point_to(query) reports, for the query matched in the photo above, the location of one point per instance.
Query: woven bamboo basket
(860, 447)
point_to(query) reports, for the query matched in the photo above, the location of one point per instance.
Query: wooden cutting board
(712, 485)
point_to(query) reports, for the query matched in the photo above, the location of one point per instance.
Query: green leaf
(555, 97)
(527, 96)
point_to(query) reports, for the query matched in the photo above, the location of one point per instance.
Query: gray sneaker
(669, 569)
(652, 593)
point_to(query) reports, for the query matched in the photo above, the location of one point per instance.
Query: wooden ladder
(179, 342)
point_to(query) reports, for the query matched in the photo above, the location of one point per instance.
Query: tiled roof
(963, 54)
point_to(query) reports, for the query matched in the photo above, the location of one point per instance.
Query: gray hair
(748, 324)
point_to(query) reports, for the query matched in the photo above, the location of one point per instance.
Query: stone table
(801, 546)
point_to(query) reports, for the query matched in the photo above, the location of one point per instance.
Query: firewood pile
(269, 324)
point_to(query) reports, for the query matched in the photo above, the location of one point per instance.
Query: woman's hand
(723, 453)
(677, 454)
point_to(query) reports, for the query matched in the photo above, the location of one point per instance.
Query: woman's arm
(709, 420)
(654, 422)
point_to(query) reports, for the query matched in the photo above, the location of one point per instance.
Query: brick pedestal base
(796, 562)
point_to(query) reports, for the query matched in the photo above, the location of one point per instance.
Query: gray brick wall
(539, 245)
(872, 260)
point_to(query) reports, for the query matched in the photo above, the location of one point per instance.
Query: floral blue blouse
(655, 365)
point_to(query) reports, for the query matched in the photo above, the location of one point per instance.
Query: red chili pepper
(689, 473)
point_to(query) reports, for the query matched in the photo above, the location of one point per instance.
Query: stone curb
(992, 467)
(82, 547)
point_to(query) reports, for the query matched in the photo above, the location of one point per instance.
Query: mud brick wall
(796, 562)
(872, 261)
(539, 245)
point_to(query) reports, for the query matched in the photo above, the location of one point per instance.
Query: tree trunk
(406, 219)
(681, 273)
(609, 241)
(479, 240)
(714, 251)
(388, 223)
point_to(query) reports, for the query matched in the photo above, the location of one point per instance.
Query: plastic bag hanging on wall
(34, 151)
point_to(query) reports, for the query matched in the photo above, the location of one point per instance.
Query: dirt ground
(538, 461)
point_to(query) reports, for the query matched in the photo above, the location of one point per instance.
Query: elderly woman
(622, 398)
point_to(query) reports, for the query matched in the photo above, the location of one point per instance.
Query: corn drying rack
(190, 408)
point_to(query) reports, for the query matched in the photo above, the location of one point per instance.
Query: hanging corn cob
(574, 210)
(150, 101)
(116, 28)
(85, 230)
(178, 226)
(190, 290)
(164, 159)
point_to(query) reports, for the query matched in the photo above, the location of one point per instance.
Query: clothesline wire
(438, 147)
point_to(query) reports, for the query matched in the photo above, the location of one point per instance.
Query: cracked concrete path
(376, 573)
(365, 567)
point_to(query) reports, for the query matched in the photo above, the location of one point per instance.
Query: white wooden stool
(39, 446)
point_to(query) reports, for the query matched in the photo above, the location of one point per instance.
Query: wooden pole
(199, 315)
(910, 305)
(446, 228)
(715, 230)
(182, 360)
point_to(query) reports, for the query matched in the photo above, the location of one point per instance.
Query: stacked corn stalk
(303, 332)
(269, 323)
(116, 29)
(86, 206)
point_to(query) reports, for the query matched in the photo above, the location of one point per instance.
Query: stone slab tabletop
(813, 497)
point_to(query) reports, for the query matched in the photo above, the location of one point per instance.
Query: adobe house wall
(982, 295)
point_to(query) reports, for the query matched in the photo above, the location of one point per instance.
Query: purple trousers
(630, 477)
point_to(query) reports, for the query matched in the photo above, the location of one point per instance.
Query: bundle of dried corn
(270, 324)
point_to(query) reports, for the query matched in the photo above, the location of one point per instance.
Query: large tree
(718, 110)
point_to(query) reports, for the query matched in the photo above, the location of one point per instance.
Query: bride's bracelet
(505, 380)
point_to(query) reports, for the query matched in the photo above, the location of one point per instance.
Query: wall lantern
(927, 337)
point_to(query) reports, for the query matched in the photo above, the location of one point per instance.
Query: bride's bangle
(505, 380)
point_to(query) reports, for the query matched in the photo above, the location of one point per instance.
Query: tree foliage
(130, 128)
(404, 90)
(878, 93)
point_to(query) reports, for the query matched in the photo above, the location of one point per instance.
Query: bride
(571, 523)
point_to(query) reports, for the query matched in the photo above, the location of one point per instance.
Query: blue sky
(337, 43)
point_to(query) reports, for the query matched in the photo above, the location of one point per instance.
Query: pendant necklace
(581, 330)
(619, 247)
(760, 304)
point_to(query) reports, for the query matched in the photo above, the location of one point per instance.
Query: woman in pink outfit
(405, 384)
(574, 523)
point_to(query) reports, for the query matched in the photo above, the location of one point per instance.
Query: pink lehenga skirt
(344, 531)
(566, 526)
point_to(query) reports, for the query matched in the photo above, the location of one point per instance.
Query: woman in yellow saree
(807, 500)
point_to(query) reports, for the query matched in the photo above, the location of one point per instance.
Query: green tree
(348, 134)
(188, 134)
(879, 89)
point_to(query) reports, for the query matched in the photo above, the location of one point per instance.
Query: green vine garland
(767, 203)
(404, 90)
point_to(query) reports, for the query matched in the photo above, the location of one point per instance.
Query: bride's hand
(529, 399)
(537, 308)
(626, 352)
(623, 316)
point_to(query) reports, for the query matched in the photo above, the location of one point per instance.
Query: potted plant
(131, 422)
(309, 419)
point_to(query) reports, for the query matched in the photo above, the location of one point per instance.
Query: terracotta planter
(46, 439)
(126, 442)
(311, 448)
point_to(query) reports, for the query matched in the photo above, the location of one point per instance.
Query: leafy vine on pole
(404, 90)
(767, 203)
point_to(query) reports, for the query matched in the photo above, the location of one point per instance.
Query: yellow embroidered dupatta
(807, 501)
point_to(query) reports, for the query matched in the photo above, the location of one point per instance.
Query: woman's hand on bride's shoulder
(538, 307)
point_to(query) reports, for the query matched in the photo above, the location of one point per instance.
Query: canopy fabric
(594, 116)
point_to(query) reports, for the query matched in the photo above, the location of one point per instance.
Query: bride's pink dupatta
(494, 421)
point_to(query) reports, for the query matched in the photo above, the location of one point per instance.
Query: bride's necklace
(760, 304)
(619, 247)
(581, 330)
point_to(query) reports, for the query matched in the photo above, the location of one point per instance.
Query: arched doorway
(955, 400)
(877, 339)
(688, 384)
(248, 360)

=======

# [The exercise]
Make an exact copy of every entry.

# [Output of the task]
point_to(query) reports, for the query matched in the photo above, the location of one point per instance.
Query: woven bamboo basket
(860, 447)
point_to(query) reports, for the query matched in the photo above, the location of one point per instance.
Query: wooden cutting board
(712, 485)
point_to(query) reports, for the query matched in the photo above, the location of one point per instance.
Query: green leaf
(555, 97)
(527, 96)
point_to(query) reports, for the query matched in the photo above, the location of one point per instance.
Query: gray sneaker
(669, 569)
(652, 593)
point_to(query) reports, for the query matched in the photo above, the location of one point per instance.
Query: wooden ladder
(179, 342)
point_to(query) reports, for the query matched in the photo above, the location of one point per instance.
Query: tiled roof
(963, 54)
point_to(query) reports, for the query matched in the photo above, the location of one point per instance.
Query: gray hair
(748, 324)
point_to(query) reports, for the query matched in the photo above, the location of one point per instance.
Query: stone table
(801, 546)
point_to(query) reports, for the query matched in the photo above, the location of one point per instance.
Query: firewood pile
(269, 324)
point_to(query) reports, for the query matched in the photo above, the location of one point per instance.
Query: woman's hand
(723, 453)
(677, 454)
point_to(query) reports, for the query matched in the photo above, the location of one point per instance.
Query: woman's arm
(709, 420)
(654, 422)
point_to(query) reports, for the query matched in the photo above, the location of one point per instance.
Query: brick pedestal base
(796, 562)
point_to(query) reports, for the query matched in the photo above, the location of one point per instance.
Query: gray brick wall
(539, 245)
(872, 260)
point_to(query) reports, for the query matched in the photo above, the location of one point per instance.
Query: floral blue blouse
(655, 365)
point_to(query) reports, for the query matched in the photo above, the location of one point per instance.
Query: red chili pepper
(689, 473)
point_to(query) reports, for the query matched in the photo above, the location of one point per instance.
Query: stone curb
(992, 467)
(82, 547)
point_to(query) reports, for the query matched in the photo above, the location of one point per instance.
Query: mud brick wall
(796, 562)
(872, 261)
(539, 245)
point_to(query) reports, for the query matched in the photo above, the location of one point per instance.
Query: tree trunk
(406, 219)
(681, 273)
(609, 241)
(479, 240)
(714, 251)
(388, 223)
point_to(query) reports, for the query matched in the photo above, the location of one point per instance.
Query: plastic bag hanging on wall
(34, 151)
point_to(query) reports, for the query matched in the photo above, the location of one point per instance.
Query: dirt ground
(538, 461)
point_to(query) reports, for the query matched in the photo above, the location of one point per instance.
Query: elderly woman
(622, 398)
point_to(query) reports, for the query matched in the photo above, the location of one point per instance.
Query: corn drying rack
(190, 408)
point_to(query) reports, for the query matched in the photo above, the location of one point per instance.
Query: hanging corn cob
(574, 210)
(150, 101)
(116, 28)
(85, 230)
(178, 226)
(190, 290)
(164, 159)
point_to(query) reports, for the query matched in the photo above, the location of one point per instance.
Query: clothesline wire
(438, 147)
point_to(query) reports, for the query matched in the photo above, the location of one point per instance.
Query: cracked concrete path
(376, 573)
(365, 567)
point_to(query) reports, for the query matched in the photo above, the location of one point per instance.
Query: white wooden stool
(39, 446)
point_to(query) reports, for the query matched in the photo above, the location of one point per instance.
Query: wooden pole
(199, 315)
(910, 305)
(446, 228)
(715, 230)
(182, 360)
point_to(query) reports, for the query matched in the photo above, the location of one point per instance.
Query: stacked corn stalk
(303, 332)
(269, 323)
(116, 29)
(86, 206)
point_to(query) reports, for the query matched in the photo above, the location of one point per instance.
Query: stone slab tabletop
(813, 497)
point_to(query) reports, for the query matched in the photo above, the location of one point per instance.
Query: adobe house wall
(982, 295)
point_to(query) reports, for the query matched in the photo above, the location of one point per instance.
Query: purple trousers
(630, 477)
point_to(query) reports, for the query matched in the photo above, the location of one point per instance.
Query: bundle of dried corn
(270, 324)
point_to(query) reports, for the query matched in the photo above, the location of one point per instance.
Query: large tree
(718, 110)
point_to(query) reports, for the query matched in the photo above, the location of one point per instance.
Query: bride's bracelet
(505, 380)
point_to(query) reports, for the query matched in the photo above, the location of one point per instance.
Query: wall lantern
(927, 337)
point_to(query) reports, for the query matched in the photo above, the location of one point per instance.
Query: bride's bangle
(505, 380)
point_to(query) reports, for the query matched in the photo above, the location of one point per instance.
Query: tree foliage
(130, 128)
(404, 90)
(878, 93)
point_to(query) reports, for the query matched in the photo above, the location of one point per instance.
Query: bride
(571, 523)
point_to(query) reports, for the query matched in the photo above, the location of one point per instance.
Query: blue sky
(337, 43)
point_to(query) reports, for the query matched in the photo above, the location of one point per instance.
Query: pendant necklace
(581, 330)
(619, 247)
(760, 304)
point_to(query) reports, for the query matched in the photo above, the location of one point per instance.
Query: woman in pink outfit
(405, 384)
(574, 523)
point_to(query) reports, for the query matched in the photo above, the location of one point per instance.
Query: pink lehenga skirt
(344, 531)
(566, 526)
point_to(query) reports, for the query matched in the photo above, the location of one point per instance.
Query: woman in yellow saree
(807, 500)
point_to(query) reports, for the query matched in the photo above, the location of one point per instance.
Query: green tree
(348, 134)
(188, 134)
(879, 89)
point_to(query) reports, for the query matched in the photo above, the location of one point per instance.
Query: green vine garland
(767, 203)
(404, 90)
point_to(query) reports, for the query matched in the photo above, the location of one point per instance.
Query: bride's hand
(529, 399)
(537, 308)
(626, 352)
(623, 316)
point_to(query) reports, for the query matched in the photo above, the location of one point per instance.
Query: potted plant
(131, 422)
(309, 419)
point_to(query) reports, for the query matched in the photo above, the location of one point per instance.
Query: terracotta planter
(46, 439)
(126, 442)
(311, 448)
point_to(query) reports, for the query matched in the photo above, the location of one point per instance.
Query: leafy vine on pole
(404, 90)
(767, 203)
point_to(query) reports, for the query matched in the photo above, the location of one point per instance.
Query: yellow embroidered dupatta
(807, 501)
point_to(query) reports, for the query matched in the photo above, the location of one point per instance.
Query: woman's hand on bride's shoulder
(538, 307)
point_to(query) reports, for the query matched in the photo above, the location of one point per instance.
Query: canopy fabric
(594, 116)
point_to(query) reports, for the query matched in the photo above, the location of one point per instance.
Query: bride's pink dupatta
(494, 421)
point_to(query) reports, for the query matched in the photo above, the location of one point per instance.
Query: bride's necklace
(760, 304)
(619, 247)
(581, 330)
point_to(query) reports, for the query matched in the photo above, the location of one point per instance.
Query: arched doorway
(955, 400)
(877, 339)
(688, 384)
(248, 360)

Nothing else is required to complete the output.